*What you should do*. Set the entries down again exactly; none may be skipped.

(Excerpts from a dataset)
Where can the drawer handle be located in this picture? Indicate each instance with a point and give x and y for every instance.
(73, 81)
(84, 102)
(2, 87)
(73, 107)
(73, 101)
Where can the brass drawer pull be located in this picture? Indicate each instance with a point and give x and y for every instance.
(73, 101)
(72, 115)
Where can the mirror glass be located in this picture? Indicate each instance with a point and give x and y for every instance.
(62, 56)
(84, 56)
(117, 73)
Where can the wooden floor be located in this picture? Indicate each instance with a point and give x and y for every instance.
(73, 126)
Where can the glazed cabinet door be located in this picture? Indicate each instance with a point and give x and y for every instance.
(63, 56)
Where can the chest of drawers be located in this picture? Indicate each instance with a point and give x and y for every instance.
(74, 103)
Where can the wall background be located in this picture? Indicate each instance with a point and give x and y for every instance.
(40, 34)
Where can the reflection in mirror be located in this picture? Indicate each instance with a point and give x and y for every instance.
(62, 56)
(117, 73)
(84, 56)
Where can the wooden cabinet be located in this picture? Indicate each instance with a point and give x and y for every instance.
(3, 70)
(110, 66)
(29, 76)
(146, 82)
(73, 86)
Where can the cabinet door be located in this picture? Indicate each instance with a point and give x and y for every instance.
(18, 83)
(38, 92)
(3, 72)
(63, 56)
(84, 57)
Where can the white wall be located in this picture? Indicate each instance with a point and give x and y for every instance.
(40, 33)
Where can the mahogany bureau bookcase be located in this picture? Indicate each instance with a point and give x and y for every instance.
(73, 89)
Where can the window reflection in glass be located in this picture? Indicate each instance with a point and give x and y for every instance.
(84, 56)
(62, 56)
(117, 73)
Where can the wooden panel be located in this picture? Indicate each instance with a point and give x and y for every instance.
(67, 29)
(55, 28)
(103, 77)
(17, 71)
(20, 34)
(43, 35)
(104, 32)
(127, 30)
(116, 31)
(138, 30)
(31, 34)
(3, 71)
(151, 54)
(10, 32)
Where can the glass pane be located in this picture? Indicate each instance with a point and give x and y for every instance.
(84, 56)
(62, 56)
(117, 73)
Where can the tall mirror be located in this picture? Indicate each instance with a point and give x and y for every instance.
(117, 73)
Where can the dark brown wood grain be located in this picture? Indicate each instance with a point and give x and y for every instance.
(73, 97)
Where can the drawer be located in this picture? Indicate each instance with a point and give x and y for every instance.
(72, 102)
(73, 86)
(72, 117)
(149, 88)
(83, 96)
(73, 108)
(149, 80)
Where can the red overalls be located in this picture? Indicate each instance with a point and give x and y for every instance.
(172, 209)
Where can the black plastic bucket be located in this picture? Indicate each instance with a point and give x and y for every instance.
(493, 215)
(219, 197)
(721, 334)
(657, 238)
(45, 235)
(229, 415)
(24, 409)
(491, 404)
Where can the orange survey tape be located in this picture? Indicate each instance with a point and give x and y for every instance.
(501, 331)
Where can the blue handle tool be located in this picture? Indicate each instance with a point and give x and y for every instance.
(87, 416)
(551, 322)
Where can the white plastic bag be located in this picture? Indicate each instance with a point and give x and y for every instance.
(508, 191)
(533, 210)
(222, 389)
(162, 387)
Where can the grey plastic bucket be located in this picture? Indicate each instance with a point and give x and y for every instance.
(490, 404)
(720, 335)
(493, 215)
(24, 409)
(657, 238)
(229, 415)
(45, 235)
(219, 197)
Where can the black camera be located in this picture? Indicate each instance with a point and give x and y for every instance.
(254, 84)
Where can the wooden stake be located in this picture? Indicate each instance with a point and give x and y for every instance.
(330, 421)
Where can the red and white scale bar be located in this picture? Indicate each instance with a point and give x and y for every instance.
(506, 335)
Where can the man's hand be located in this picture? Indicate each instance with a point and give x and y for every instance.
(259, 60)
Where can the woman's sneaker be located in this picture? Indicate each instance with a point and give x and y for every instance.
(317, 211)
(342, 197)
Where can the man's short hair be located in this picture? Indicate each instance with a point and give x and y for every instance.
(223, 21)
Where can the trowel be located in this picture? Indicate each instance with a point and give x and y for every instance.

*Solution to this problem*.
Where can the drawer handle be located in this picture? Indicate each instance with a point and give x and y for every instance.
(73, 81)
(84, 102)
(2, 87)
(73, 107)
(73, 101)
Where can the brass drawer pull be located in this picture? Indicate each instance with a point and give x and y for every instance.
(73, 101)
(72, 115)
Where can the mirror glass be located in this picture? Indicate each instance with a point and give x and y for every instance.
(62, 56)
(84, 56)
(117, 73)
Where can the wooden floor be located in this picture? Indicate each instance with a point and give x and y for every instance.
(73, 126)
Where can the glazed cabinet door be located in this picture? Indicate each instance with a point and give x and y for every instance.
(63, 56)
Where can the chest of drawers be located in this picture? Indicate each instance with a point and give x and y for every instance.
(74, 103)
Where can the wall background be located in this picture? Indicate each instance with a point and give x and y for every instance.
(40, 34)
Where can the reflection in mirror be located in this picture? Indicate each instance with a point and give x and y for every instance.
(62, 56)
(117, 73)
(84, 56)
Where can the wooden cabinet be located in this picture? Indicate each instance with a point and give x and y for every instance.
(3, 70)
(110, 66)
(29, 76)
(146, 82)
(73, 86)
Where can the cabinet door be located in this picture? Indicate each instance with a point and give x and y for every instance.
(18, 83)
(38, 92)
(3, 72)
(63, 56)
(84, 57)
Where can the white wall be located in this picture? Indicate each instance with a point and give x and y for every instance.
(40, 33)
Where can the mahogany bureau bookcase be located in this picture? Indicate each instance with a point and give x and y for every instance.
(73, 89)
Where can the window reflection in glass be located in this picture? Indicate each instance with a point and give x and y for every instance.
(84, 56)
(62, 56)
(117, 73)
Where can the wooden panel be located in this picture? Indicate each instance with a point and give x and y for every instance.
(67, 29)
(55, 28)
(103, 77)
(17, 71)
(20, 34)
(43, 35)
(104, 32)
(127, 30)
(116, 31)
(138, 30)
(31, 34)
(3, 71)
(151, 54)
(10, 32)
Where can the glass pane be located in this picture? Indicate each instance with a point and give x and y for every instance.
(84, 56)
(62, 56)
(117, 73)
Where can the tall mirror be located in this picture? Indicate each instance with a point and give x and y for every instance.
(117, 73)
Where can the dark brown wood grain be located in this picture? Indicate each instance with a point and give x and y for every instance.
(73, 97)
Where can the drawer be located in this picture? Indicate each instance with a point and give x and y for every instance.
(72, 102)
(73, 86)
(72, 117)
(149, 88)
(83, 96)
(73, 108)
(149, 80)
Where can the red overalls be located in this picture? Indicate each instance with a point and give x and y for every instance.
(172, 209)
Where can the black plastic bucket be located in this picture? Indicate each instance with a point and give x and y for every instance.
(493, 215)
(219, 197)
(721, 334)
(657, 238)
(45, 235)
(229, 415)
(24, 409)
(491, 404)
Where can the orange survey tape be located in this picture? Indicate each instance with a point and give x and y for every instance.
(501, 331)
Where can the blue handle tool be located in this picture? Indicate each instance with a point and give x and y for every instance.
(87, 416)
(551, 322)
Where can the white plastic bag be located in this picture? Indicate each instance with a point and give x and y for every instance.
(508, 191)
(533, 210)
(222, 389)
(162, 387)
Where can the grey plastic bucket be located in this picture? Indicate each instance with a point and give x and y for every instance.
(490, 404)
(720, 335)
(493, 215)
(24, 409)
(657, 238)
(229, 415)
(45, 235)
(219, 197)
Where can the black camera be located in this picture? Indicate each instance with a point and give x and y for every instance.
(254, 84)
Where can the wooden stake be located in this picture? Indicate each instance with a point and give x and y for every instance.
(330, 421)
Where can the red and white scale bar be located in this picture? Indicate each instance with a point and give x and y for every instance.
(506, 335)
Where can the man's hand be located in this picture? Indicate each instance with a point and give x and y for every instance.
(259, 60)
Where can the woman's sneaker be located in this picture? Indicate each instance with a point and give x and y for every instance.
(317, 211)
(342, 197)
Where can the man's short hair be located in this picture? Indicate each instance with a point and give x and y for every instance.
(223, 21)
Where can the trowel be located in this picture? Indicate each instance with a point and give x and y for every instance.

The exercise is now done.